Copy the rows below from the line containing "Note: indicate every instance of the bare" through the end of the rows, requests included. Offset every answer coordinate by 138, and leave the requests and their sample coordinates unchanged.

*** Data provided ***

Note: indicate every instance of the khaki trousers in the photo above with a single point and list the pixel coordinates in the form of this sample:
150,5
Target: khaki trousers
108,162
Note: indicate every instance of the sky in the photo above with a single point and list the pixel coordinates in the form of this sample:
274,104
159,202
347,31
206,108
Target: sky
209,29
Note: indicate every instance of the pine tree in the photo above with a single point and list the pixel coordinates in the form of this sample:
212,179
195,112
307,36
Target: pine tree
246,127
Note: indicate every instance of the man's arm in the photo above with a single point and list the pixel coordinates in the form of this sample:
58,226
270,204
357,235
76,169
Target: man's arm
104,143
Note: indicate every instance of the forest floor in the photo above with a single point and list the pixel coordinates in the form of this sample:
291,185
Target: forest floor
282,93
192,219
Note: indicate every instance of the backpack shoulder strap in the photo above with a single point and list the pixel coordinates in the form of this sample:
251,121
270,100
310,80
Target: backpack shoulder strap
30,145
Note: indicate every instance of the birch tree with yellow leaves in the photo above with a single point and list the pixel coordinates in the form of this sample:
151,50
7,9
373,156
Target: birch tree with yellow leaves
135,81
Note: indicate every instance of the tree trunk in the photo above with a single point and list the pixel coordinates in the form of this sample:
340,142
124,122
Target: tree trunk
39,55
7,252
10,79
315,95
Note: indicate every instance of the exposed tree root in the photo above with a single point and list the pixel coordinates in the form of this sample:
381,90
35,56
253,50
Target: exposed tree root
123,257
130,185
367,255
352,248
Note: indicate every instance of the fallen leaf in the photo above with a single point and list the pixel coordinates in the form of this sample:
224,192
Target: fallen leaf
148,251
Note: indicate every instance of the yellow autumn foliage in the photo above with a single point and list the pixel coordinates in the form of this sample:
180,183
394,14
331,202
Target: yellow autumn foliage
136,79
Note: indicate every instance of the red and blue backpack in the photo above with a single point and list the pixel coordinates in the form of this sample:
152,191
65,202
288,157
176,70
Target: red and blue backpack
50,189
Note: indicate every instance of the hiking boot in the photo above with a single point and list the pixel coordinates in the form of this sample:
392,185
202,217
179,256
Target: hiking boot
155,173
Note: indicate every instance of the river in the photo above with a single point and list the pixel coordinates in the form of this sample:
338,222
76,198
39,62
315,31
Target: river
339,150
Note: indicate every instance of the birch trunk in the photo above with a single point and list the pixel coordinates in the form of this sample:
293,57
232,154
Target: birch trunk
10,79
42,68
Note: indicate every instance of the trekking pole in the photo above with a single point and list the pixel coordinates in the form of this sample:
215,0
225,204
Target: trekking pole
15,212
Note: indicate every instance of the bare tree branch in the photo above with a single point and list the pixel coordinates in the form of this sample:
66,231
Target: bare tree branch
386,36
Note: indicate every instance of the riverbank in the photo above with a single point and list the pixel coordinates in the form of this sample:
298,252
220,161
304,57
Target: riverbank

***

**Result for this task:**
Note: indicate every instance of the bare tree branch in the photo above with a single point and list the pixel coordinates in the form of this sample:
66,231
Target: bare tree branch
524,174
Note: indicate every instance of the riverbank in the photo above with a single point and list the pixel coordinates in the form of this sample:
298,252
220,161
304,57
Target: riverbank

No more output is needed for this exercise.